• **WHAT YOU WILL DO**
Pictures left aside, return the lines below exactly, from the one with "Mark the distant" to the end, including both ends.
-- Opening Marker --
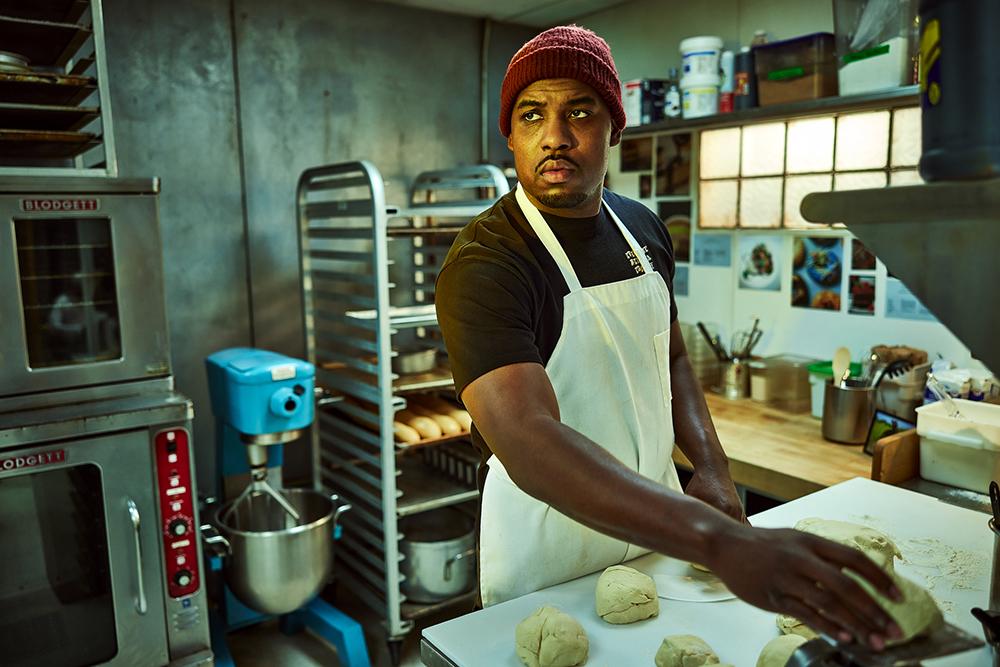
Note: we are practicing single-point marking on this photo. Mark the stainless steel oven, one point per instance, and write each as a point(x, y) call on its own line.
point(99, 560)
point(81, 285)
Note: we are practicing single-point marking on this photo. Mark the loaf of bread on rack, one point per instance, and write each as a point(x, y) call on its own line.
point(448, 425)
point(444, 407)
point(425, 426)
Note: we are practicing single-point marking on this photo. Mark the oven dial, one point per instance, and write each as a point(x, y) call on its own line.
point(178, 527)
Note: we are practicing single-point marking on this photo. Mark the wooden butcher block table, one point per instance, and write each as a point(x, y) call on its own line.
point(944, 547)
point(780, 454)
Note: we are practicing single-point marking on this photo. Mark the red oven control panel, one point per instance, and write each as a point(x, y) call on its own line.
point(173, 478)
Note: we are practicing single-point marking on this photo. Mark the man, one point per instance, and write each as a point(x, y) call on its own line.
point(563, 339)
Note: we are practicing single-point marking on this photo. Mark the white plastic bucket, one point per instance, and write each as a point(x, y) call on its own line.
point(700, 95)
point(960, 452)
point(700, 55)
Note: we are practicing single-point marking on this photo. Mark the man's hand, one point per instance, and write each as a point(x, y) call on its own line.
point(792, 572)
point(716, 488)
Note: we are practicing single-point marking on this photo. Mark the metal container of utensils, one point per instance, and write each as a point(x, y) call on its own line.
point(848, 409)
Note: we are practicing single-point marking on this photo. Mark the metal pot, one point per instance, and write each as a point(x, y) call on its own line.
point(276, 564)
point(438, 549)
point(848, 411)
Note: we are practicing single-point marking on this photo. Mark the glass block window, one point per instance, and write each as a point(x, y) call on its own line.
point(756, 176)
point(763, 150)
point(720, 153)
point(717, 204)
point(862, 141)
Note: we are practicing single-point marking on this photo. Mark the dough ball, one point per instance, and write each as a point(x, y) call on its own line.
point(625, 595)
point(877, 545)
point(915, 615)
point(551, 638)
point(777, 651)
point(789, 625)
point(685, 651)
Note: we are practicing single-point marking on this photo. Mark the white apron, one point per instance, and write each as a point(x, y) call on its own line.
point(610, 371)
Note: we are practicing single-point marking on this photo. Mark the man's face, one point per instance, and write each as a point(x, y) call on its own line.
point(560, 135)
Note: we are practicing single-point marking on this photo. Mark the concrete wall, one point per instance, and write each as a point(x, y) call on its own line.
point(202, 89)
point(644, 34)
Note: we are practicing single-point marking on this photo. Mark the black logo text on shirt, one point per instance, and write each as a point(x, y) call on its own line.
point(634, 261)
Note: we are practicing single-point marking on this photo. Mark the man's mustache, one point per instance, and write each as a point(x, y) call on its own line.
point(553, 157)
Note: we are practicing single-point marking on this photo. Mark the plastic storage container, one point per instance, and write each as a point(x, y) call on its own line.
point(820, 373)
point(803, 68)
point(876, 44)
point(700, 55)
point(962, 452)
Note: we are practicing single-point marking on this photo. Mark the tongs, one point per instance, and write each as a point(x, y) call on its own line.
point(945, 639)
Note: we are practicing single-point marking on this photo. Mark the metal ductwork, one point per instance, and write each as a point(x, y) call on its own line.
point(942, 240)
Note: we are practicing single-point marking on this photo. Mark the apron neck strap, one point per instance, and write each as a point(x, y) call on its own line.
point(551, 243)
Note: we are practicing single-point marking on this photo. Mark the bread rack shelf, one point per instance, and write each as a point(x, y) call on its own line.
point(55, 115)
point(367, 288)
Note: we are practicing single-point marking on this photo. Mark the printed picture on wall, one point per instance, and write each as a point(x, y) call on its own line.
point(862, 258)
point(637, 154)
point(680, 283)
point(759, 262)
point(817, 272)
point(861, 294)
point(673, 165)
point(676, 215)
point(713, 249)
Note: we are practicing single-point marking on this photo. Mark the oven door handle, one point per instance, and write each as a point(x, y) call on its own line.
point(133, 515)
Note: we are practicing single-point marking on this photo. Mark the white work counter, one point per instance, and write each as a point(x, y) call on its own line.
point(926, 530)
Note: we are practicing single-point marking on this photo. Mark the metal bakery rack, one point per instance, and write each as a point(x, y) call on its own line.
point(368, 272)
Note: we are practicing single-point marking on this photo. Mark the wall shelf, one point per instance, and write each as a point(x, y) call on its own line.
point(896, 97)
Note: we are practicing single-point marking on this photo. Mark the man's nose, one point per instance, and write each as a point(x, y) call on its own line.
point(557, 135)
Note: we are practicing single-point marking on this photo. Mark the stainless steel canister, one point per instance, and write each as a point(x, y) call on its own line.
point(736, 379)
point(439, 548)
point(848, 411)
point(275, 563)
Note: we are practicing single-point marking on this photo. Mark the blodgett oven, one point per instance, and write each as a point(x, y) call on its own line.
point(99, 558)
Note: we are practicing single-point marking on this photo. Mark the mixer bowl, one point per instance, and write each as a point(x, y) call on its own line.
point(277, 564)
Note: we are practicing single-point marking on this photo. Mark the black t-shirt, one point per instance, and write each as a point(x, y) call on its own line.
point(499, 293)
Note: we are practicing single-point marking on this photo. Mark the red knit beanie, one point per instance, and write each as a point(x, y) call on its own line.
point(565, 52)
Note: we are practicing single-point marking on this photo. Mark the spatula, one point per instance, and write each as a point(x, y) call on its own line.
point(841, 364)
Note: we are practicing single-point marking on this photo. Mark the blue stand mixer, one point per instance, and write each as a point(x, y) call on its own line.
point(273, 545)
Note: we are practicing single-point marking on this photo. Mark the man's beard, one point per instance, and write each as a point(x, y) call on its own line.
point(563, 199)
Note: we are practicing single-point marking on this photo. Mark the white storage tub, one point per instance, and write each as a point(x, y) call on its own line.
point(960, 452)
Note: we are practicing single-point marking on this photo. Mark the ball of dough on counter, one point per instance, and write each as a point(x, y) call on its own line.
point(625, 595)
point(685, 651)
point(915, 615)
point(877, 545)
point(789, 625)
point(777, 651)
point(551, 638)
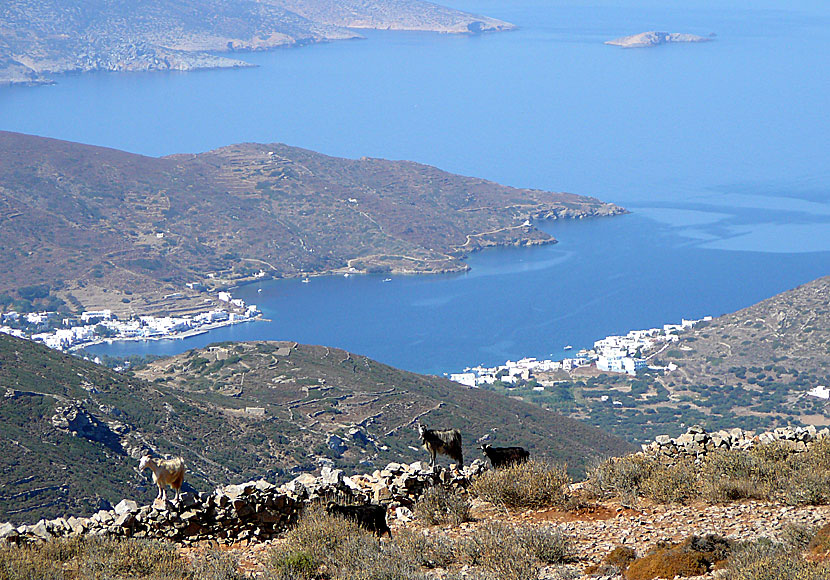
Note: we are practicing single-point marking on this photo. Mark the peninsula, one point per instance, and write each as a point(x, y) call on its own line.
point(646, 39)
point(42, 38)
point(87, 228)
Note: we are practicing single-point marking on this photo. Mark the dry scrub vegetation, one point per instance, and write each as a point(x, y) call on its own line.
point(529, 485)
point(94, 557)
point(761, 559)
point(768, 472)
point(324, 546)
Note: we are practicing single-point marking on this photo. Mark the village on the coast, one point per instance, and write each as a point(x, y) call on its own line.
point(612, 354)
point(95, 326)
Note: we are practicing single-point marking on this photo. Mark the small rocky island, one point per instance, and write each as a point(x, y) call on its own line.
point(652, 38)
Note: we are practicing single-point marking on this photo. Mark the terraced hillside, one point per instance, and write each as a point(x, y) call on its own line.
point(100, 228)
point(71, 430)
point(750, 369)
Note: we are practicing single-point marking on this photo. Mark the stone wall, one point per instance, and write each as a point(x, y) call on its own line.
point(696, 442)
point(252, 511)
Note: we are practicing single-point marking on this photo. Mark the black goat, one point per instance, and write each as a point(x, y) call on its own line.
point(368, 516)
point(447, 442)
point(505, 456)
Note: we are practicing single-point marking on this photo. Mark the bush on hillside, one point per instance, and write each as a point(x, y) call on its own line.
point(614, 563)
point(322, 546)
point(532, 484)
point(623, 477)
point(692, 557)
point(512, 552)
point(99, 557)
point(773, 472)
point(440, 505)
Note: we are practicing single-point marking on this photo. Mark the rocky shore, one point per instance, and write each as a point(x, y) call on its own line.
point(652, 38)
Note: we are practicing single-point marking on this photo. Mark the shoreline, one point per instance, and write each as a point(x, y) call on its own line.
point(176, 336)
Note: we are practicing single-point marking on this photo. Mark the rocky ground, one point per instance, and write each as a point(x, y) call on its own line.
point(597, 530)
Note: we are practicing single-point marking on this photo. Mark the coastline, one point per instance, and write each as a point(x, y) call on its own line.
point(174, 336)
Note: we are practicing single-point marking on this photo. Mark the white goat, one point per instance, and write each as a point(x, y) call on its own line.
point(165, 472)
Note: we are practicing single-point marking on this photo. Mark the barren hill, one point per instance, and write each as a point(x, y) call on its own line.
point(71, 430)
point(106, 228)
point(751, 369)
point(39, 38)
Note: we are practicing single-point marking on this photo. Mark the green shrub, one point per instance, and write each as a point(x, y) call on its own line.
point(622, 476)
point(497, 548)
point(318, 542)
point(548, 545)
point(96, 557)
point(767, 560)
point(440, 505)
point(428, 552)
point(532, 484)
point(675, 483)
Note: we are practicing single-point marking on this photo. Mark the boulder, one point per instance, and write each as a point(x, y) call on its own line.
point(126, 506)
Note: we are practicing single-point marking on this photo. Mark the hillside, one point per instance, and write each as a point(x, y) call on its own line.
point(236, 412)
point(647, 39)
point(39, 38)
point(749, 369)
point(102, 228)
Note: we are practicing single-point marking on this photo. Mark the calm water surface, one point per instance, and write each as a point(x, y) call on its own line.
point(720, 150)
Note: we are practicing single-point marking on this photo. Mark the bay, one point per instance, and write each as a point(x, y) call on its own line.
point(720, 151)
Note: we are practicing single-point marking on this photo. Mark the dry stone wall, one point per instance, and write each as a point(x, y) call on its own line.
point(252, 511)
point(697, 443)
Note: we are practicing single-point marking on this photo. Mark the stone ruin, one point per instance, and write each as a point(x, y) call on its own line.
point(250, 512)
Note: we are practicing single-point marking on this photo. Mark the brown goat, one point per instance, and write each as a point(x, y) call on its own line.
point(165, 472)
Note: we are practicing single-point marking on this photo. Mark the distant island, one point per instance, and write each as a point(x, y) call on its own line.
point(645, 39)
point(41, 38)
point(88, 228)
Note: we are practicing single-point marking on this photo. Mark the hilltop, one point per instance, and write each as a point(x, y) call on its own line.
point(40, 38)
point(72, 430)
point(101, 228)
point(752, 368)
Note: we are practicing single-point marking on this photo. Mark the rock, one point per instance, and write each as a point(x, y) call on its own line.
point(331, 476)
point(40, 531)
point(125, 520)
point(126, 506)
point(234, 491)
point(381, 494)
point(404, 514)
point(262, 485)
point(7, 531)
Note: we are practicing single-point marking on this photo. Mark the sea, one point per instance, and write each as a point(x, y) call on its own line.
point(719, 150)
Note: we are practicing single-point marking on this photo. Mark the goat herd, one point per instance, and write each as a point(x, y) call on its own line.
point(372, 517)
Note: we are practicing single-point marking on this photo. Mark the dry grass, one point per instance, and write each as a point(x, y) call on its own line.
point(692, 557)
point(322, 546)
point(529, 485)
point(614, 563)
point(771, 472)
point(94, 557)
point(766, 560)
point(440, 505)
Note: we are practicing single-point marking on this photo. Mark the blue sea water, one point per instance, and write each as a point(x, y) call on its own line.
point(720, 150)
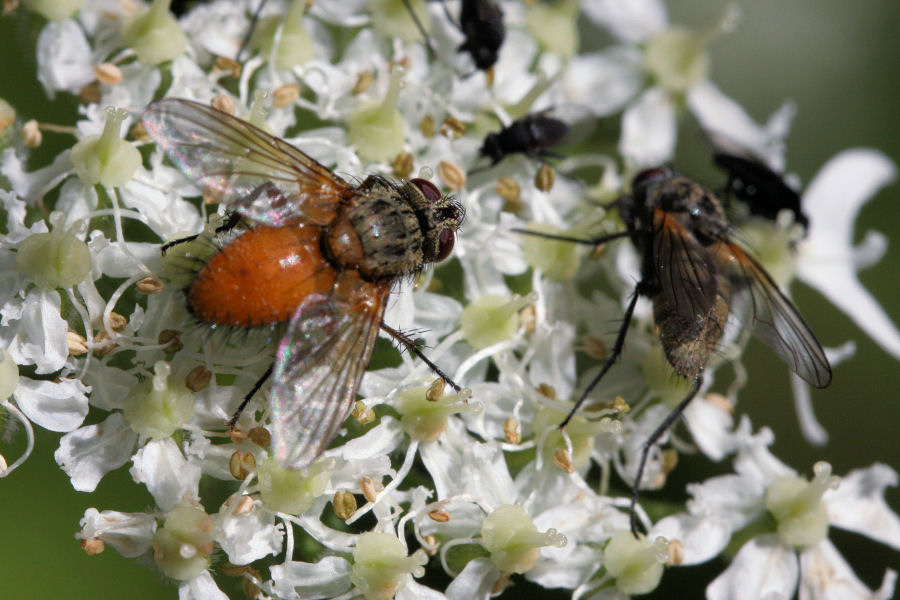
-- Closing Marker --
• **THE COMPLETED TASK**
Note: we are practicing single-point marking on this photo. Mark the distant island, one point per instance, and write each as a point(x, y) call on its own line.
point(645, 39)
point(41, 38)
point(88, 228)
Note: we are practicing single-point marking on this photo. Mark the hilltop, one point per instance, and write each as a point(x, y) call on its own line.
point(40, 38)
point(72, 430)
point(101, 228)
point(752, 368)
Note: we are practicing single-point marking on this photo. Mark the rock, one point per instance, and write each as a point(x, y) call on its own line.
point(331, 476)
point(40, 531)
point(125, 520)
point(126, 506)
point(234, 491)
point(381, 494)
point(404, 514)
point(262, 485)
point(7, 531)
Note: we are practicing single-point marking on this photo. Mark the sea, one point per instance, and write each as a point(x, y) call on its own line.
point(719, 150)
Note: we are practicing single-point marking on this photo. Mark the goat herd, one point per instance, and write each as a point(x, y) call on its own line.
point(372, 517)
Note: we are practicing single-point marking on this photo. Mark the dry grass, one point per instance, and write each as a point(x, y) call on its own line.
point(692, 557)
point(322, 546)
point(529, 485)
point(614, 563)
point(771, 472)
point(94, 557)
point(766, 560)
point(440, 505)
Note: we are practicing single-point marking on this photo. Mark the blue sea water, one point per instance, and write each as a point(x, y) call on its own line.
point(720, 150)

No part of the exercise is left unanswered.